> _What to work on_
Reproduce the abstract on collaborative inference for large models word for word, in full.

> _Text excerpt_
BEGIN

Collaborative Inference for Large Models with Task Offloading and Early Exiting

Abstract: In 5G smart cities, edge computing is employed to provide nearby computing services for end devices, and the large-scale models (e.g., GPT and LLaMA) can be deployed at the network edge to boost the service quality. However, due to the constraints of memory size and computing capacity, it is difficult to run these large-scale models on a single edge node. To meet the resource constraints, a large-scale model can be partitioned into multiple sub-models and deployed across multiple edge nodes. Then tasks are offloaded to the edge nodes for collaborative inference. Additionally, we incorporate the early exit mechanism to further accelerate inference. However, the heterogeneous system and dynamic environment will significantly affect the inference efficiency. To address these challenges, we theoretically analyze the coupled relationship between task offloading strategy and confidence thresholds, and develop a distributed algorithm, termed DTO-EE, based on the coupled relationship and convex optimization. DTO-EE enables each edge node to jointly optimize its offloading strategy and the confidence threshold, so as to achieve a promising trade-off between response delay and inference accuracy. The experimental results show that DTO-EE can reduce the average response delay by 21%-41% and improve the inference accuracy by 1%-4%, compared to the baselines.

END

> _Listed entries_

BEGIN

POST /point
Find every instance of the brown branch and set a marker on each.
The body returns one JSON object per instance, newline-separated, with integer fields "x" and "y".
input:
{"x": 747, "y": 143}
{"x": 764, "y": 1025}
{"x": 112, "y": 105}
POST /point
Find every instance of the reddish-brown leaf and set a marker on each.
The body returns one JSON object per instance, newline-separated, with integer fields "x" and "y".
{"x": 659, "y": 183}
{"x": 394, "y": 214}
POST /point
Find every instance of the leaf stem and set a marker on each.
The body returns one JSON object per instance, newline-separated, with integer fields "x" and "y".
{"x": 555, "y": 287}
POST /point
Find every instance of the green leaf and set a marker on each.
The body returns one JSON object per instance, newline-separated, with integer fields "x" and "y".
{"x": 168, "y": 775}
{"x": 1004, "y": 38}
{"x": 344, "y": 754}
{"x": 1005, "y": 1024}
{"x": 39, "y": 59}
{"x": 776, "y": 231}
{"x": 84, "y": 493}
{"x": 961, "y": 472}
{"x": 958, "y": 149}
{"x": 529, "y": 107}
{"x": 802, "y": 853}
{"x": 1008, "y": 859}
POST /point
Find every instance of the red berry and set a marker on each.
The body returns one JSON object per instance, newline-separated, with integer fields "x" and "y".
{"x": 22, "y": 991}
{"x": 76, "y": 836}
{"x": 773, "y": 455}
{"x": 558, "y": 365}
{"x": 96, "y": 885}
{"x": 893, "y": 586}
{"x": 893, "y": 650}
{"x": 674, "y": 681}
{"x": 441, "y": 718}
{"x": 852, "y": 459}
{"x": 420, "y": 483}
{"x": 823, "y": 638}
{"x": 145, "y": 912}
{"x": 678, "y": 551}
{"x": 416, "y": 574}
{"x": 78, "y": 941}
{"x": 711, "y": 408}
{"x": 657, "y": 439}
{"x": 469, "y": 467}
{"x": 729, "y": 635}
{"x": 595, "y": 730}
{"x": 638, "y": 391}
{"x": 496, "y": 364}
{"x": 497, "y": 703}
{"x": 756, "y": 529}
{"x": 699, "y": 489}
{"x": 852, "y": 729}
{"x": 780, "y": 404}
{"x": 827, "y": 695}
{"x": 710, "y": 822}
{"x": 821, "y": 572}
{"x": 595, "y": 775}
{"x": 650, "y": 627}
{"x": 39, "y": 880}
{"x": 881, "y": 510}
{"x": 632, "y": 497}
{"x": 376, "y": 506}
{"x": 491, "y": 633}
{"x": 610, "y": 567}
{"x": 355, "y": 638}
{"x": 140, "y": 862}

END

> _Expected answer_
Collaborative Inference for Large Models with Task Offloading and Early Exiting

Abstract: In 5G smart cities, edge computing is employed to provide nearby computing services for end devices, and the large-scale models (e.g., GPT and LLaMA) can be deployed at the network edge to boost the service quality. However, due to the constraints of memory size and computing capacity, it is difficult to run these large-scale models on a single edge node. To meet the resource constraints, a large-scale model can be partitioned into multiple sub-models and deployed across multiple edge nodes. Then tasks are offloaded to the edge nodes for collaborative inference. Additionally, we incorporate the early exit mechanism to further accelerate inference. However, the heterogeneous system and dynamic environment will significantly affect the inference efficiency. To address these challenges, we theoretically analyze the coupled relationship between task offloading strategy and confidence thresholds, and develop a distributed algorithm, termed DTO-EE, based on the coupled relationship and convex optimization. DTO-EE enables each edge node to jointly optimize its offloading strategy and the confidence threshold, so as to achieve a promising trade-off between response delay and inference accuracy. The experimental results show that DTO-EE can reduce the average response delay by 21%-41% and improve the inference accuracy by 1%-4%, compared to the baselines.